__Görevler__:
1. Bediüzzaman üzerine söyleşiye göre ülkemiz, seksen dörtten bu yana anarşi ve terörü önlemek için ne kadar harcamış?
2. Bediüzzaman üzerine söyleşiyi son cümlesinden sonra sürdürün.

__Verilen alıntı__:
_ _ _ _ _

Bu şekilde Sultanın huzuruna çıkıyor ve Sultan’a: “Hayatımızın bekası, imanın, sıdkın ve tesanüdün devamıyladır. Vicdanın ziyası Ulum-u diniyedir. Aklın nuru fünun-u medeniyedir. İkisinin imtizacından hakikat tecelli eder. O zaman talebenin himmeti pervaz eder. Fen ve din ilimleri ayrıldığı vakit, yani sadece fen ilmi gören talebede hile, şüphe ve inkâr ortaya çıkar. Sadece din ilmi görenler de ise taassup ortaya çıkar” diyor. Ve ekliyor: “Sultanım! Şark da bir Medresetüz-Zehra, (parlayan yıldız anlamında) bir üniversite kurun. Arapça vacip, Türkçe lazım, Kürtçe caiz olsun… Eğer bu üniversiteyi kurmazsanız, Şark insanı hissiyatıyla hareket eden kişiler oldukları için, bu insanlar cahil kalırsa Şarkta büyük bir tahribat olur. Anarşi ve ırkçılık alır götürür.”
“BİR ASIR SONRA GENELKURMAY BAŞKANI, İLKER BAŞBUĞ ÜSTAD’I TASDİK ETTİ.”
Bediüzzaman’ın bir asır evvel söylediği bu sözler, seksenli yıllardan bu güne dek yaşadığımız anarşi ve terör olayları, Üstad’ın ve Risale-i Nur’un hakkaniyetini çok açık bir şekilde gösterdi. Demek ki insanlığın kurtuluşu, iman, Kuran ve din iledir. Yine Bediüzzaman Hazretleri Emirdağ Lahikası eserinde diyor ki: “Anarşi ve terörü sadece askeri ve siyasi kuvvetlerle önleyemezsiniz. Kur’an hakikatlerine sarılmak zorundasınız.” İşte bir asır sonra Genelkurmay Başkanı, İlker Başbuğ bu sözleri teyit ve tasdik ederek” Terörü sadece askeri ve siyasi güçle önleyemeyiz” diyor.
Yazık değil mi? Ülkemiz anarşi ve terörü önlemek için, seksen dörtten bu güne kadar bir trilyon dolar harcamış ki, bu sadece belirlenebilen tarafı belki de. Bu fakir millete yazık değil mi? Hem maddi, hem de manevi olarak çok büyük bir kayıp. Ekmek bulamayan insanımız var… Ama sorunun çözümü ortada… Çare: Fen ve din ilimlerinin beraber okutulması… Biz ne zaman Kur’an'a sırtımızı döndük, Cenâb-ı Hak terör belasını bize musallat eyledi.
1967’den sonraki dönemde hizmetlerle alakalı ne tür gelişmeler yaşandı?
Çok şükür ailemiz zaten dindar bir aileydi. Babam Bitlisli… Dedem Bitlis’in meşhur âlimlerinden… Molla Muhammed Cukusi derler kendilerine. Böyle bir ailenin getirdiği manevi havayı soluyarak yetiştik elhamdülillah. Bu da Allah’ın bir lütfüdür çok şükür.

_ _ _ _ _

Koordinat etiketleme verileri
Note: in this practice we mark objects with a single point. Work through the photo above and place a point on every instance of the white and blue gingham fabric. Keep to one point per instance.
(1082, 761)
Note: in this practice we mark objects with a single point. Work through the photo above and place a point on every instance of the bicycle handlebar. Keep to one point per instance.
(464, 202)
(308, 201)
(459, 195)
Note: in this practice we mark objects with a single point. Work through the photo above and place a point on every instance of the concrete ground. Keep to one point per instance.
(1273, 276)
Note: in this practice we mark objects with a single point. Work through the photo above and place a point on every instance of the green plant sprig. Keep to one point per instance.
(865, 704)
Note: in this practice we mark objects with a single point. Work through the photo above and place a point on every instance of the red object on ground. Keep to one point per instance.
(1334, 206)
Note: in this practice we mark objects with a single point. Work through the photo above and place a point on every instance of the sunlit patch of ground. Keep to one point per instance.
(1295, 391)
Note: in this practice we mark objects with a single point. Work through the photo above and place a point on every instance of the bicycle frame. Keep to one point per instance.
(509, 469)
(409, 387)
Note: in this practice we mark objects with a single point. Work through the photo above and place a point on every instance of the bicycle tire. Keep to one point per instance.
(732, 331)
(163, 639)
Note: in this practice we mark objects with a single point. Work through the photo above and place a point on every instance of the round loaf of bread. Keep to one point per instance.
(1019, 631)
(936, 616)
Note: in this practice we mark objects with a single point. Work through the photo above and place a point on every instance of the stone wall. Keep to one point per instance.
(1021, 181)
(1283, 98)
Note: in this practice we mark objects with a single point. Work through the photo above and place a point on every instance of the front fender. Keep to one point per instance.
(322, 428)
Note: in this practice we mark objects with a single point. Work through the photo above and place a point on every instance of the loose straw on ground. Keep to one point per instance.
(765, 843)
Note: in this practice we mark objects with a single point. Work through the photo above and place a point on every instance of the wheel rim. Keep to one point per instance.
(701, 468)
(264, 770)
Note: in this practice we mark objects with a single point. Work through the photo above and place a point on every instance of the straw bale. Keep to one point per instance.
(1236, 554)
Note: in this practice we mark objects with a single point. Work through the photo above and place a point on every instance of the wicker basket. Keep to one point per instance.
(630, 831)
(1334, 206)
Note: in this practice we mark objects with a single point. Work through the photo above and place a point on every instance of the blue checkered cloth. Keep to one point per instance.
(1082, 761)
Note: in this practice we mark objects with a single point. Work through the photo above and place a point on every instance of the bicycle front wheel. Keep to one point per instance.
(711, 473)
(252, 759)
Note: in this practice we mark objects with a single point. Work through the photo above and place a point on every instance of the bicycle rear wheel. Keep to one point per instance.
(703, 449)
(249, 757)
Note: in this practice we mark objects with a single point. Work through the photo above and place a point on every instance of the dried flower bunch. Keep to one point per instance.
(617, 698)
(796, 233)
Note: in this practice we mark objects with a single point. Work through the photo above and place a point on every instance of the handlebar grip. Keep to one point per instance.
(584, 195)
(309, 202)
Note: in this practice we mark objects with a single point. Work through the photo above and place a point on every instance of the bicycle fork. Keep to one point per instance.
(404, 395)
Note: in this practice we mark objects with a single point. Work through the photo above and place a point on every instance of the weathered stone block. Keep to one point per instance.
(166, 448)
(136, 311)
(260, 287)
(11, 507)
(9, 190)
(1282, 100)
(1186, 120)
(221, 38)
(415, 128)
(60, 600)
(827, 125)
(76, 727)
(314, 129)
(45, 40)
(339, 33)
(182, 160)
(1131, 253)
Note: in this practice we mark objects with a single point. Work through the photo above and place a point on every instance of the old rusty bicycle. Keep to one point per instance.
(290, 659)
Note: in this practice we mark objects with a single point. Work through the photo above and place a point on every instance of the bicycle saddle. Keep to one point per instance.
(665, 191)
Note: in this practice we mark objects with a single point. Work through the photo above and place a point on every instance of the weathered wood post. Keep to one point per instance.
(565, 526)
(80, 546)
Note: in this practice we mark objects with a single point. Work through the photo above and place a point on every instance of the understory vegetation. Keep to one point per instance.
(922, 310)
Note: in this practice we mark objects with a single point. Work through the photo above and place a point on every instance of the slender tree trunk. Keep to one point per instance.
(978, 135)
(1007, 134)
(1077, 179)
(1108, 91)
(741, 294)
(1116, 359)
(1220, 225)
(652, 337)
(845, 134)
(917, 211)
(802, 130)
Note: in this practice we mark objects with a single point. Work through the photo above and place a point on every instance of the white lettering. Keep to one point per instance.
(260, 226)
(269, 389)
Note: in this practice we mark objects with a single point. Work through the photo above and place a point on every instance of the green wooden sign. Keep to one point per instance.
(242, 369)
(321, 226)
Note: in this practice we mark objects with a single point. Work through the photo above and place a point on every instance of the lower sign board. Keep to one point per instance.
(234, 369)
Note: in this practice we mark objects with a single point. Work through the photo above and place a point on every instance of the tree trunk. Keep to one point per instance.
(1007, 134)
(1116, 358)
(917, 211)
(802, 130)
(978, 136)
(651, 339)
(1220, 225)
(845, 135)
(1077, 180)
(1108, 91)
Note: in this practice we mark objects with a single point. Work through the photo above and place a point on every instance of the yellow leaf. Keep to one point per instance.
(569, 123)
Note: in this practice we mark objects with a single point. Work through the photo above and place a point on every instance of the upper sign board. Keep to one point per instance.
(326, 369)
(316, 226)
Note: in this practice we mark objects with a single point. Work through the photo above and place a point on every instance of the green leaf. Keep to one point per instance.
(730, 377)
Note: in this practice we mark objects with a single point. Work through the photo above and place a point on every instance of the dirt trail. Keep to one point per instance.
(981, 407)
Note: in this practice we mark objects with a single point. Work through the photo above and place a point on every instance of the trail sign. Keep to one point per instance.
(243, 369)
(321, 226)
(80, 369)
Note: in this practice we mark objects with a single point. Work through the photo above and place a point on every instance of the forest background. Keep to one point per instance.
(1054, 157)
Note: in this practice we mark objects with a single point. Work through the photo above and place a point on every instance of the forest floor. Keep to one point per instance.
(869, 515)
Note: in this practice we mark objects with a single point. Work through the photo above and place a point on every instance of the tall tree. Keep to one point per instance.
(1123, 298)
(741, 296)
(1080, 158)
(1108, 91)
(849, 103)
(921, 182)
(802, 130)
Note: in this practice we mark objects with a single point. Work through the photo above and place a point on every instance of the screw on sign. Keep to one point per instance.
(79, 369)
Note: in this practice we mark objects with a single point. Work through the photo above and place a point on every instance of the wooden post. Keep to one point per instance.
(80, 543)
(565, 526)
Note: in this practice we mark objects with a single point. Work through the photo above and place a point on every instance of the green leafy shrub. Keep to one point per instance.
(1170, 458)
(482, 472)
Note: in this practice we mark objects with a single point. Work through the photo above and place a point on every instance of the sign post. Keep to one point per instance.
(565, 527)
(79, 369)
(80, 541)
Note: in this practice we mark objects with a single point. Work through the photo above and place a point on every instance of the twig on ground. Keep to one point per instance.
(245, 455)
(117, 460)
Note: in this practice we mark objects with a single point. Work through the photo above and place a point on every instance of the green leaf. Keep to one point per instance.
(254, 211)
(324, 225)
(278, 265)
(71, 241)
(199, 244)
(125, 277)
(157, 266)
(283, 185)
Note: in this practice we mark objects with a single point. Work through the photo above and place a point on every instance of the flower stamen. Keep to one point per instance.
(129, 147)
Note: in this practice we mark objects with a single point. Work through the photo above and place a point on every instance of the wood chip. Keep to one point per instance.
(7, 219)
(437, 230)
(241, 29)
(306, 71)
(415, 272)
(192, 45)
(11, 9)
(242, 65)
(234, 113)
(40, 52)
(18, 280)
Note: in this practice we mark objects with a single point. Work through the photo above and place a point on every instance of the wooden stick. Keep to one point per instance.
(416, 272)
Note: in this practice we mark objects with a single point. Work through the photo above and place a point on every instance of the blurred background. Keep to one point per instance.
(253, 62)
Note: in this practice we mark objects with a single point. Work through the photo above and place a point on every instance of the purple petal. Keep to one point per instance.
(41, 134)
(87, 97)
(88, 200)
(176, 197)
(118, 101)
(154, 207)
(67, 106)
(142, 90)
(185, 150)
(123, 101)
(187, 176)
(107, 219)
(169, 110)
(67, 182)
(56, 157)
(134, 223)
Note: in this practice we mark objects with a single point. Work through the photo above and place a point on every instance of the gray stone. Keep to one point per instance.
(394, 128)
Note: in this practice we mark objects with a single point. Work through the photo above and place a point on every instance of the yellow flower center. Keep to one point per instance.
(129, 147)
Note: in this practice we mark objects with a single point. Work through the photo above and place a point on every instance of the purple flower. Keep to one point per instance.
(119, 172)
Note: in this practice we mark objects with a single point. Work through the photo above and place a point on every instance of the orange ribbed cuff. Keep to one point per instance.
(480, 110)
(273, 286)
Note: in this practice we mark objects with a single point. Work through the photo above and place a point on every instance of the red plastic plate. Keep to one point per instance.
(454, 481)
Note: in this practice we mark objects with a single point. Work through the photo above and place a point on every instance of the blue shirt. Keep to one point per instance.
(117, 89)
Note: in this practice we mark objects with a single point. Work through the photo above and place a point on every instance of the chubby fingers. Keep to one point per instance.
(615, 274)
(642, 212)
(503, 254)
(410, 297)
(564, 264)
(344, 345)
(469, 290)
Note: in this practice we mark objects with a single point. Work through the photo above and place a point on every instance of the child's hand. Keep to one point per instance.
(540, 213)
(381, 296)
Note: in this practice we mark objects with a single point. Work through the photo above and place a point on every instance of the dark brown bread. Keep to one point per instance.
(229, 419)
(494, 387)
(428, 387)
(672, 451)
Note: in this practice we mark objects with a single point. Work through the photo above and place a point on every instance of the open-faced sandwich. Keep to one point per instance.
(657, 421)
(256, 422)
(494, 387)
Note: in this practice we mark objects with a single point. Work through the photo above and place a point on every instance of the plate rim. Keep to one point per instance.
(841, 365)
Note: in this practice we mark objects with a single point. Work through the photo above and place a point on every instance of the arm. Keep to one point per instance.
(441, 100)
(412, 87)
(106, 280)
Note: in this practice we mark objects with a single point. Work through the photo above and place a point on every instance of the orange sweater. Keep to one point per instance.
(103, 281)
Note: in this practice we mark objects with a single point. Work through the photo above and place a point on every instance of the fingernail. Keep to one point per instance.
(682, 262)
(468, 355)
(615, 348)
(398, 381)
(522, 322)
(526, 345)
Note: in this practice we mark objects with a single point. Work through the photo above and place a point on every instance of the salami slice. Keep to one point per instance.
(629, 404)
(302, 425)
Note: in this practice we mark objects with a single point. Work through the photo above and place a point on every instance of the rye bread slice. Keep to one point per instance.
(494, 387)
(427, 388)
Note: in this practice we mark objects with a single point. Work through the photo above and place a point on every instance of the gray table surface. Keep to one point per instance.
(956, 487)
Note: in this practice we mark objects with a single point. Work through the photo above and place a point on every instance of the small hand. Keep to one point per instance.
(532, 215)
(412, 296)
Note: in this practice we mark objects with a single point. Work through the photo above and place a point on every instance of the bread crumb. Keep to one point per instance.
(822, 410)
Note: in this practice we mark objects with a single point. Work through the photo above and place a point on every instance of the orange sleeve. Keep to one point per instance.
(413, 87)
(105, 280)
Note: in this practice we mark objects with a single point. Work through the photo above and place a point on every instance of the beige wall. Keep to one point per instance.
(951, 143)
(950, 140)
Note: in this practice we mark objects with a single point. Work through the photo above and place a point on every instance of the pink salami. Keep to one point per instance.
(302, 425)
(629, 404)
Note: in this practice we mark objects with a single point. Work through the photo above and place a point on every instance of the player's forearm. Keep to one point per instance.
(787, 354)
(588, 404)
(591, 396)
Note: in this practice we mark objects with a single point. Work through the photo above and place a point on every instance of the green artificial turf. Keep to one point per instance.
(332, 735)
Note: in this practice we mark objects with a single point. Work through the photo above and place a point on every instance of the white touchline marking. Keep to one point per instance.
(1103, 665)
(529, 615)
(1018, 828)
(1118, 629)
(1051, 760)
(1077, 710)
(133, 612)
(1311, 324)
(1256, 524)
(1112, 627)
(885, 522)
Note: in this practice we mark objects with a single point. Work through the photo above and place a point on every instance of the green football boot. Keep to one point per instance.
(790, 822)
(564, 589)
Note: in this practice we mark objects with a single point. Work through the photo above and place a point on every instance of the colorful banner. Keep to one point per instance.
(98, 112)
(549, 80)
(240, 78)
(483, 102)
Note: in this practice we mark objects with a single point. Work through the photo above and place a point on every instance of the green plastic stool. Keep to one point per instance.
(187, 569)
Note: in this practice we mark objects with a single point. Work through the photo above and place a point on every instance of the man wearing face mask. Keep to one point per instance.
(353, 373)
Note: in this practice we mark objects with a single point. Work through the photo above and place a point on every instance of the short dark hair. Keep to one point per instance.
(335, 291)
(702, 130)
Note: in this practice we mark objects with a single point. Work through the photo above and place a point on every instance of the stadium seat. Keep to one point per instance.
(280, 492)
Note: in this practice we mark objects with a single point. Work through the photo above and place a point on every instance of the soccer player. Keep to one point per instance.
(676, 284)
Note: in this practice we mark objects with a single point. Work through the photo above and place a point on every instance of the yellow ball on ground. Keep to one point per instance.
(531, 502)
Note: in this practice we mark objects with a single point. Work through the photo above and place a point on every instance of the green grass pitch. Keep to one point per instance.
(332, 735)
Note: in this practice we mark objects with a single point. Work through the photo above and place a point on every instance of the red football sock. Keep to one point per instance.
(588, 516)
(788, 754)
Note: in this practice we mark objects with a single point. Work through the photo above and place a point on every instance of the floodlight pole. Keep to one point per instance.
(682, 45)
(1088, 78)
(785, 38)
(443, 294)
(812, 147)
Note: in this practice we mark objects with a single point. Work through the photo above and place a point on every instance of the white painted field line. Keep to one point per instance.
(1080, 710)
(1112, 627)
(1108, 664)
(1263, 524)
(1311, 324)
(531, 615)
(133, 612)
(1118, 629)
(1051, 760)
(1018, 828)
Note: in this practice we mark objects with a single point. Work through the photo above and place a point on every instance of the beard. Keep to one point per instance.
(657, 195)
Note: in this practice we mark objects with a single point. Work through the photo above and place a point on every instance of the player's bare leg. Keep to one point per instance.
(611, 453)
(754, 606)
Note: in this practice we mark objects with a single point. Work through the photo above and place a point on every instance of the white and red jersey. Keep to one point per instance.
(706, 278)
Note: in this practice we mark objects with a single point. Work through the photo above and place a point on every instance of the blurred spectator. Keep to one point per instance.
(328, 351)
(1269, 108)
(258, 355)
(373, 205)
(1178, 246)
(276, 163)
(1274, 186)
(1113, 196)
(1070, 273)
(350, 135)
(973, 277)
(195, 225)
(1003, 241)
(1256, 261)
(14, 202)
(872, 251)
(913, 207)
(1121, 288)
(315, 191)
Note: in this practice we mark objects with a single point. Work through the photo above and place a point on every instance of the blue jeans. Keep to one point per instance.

_ _ _ _ _

__Alıştırma cevapları__:
1. Bir trilyon dolar.

2.
Ben Ortaokulu bitirdikten sonra, ilçemize değerli bir mühendis ağabeyimiz gelmişti. Onun çok yardımları oldu. Bir de halkımız da dindar bir halk… Onlara: “Bediüzzaman” denildi mi, şarkta Onun sevilmemesi mümkün değil. Bu gün bile dindar olmayan insanlara “Bediüzzaman” denildiğinde susuyorlar. Çünkü Üstad Hazretleri dini siyasete, paraya, mala mülke, şöhrete alet etmemiş büyük bir dahidir. Bediüzzaman’ı tanımamak büyük bir kayıptır. Bu sebeple onu herkesin tanıması, anlaması ve kabul etmesi lazımdır. Bugün dünyaya mal olmuş bir Peygamber varisidir o. Artık bir ilim markasıdır, hakikat markasıdır, edep markasıdır, birlik ve beraberlik markasıdır Bediüzzaman.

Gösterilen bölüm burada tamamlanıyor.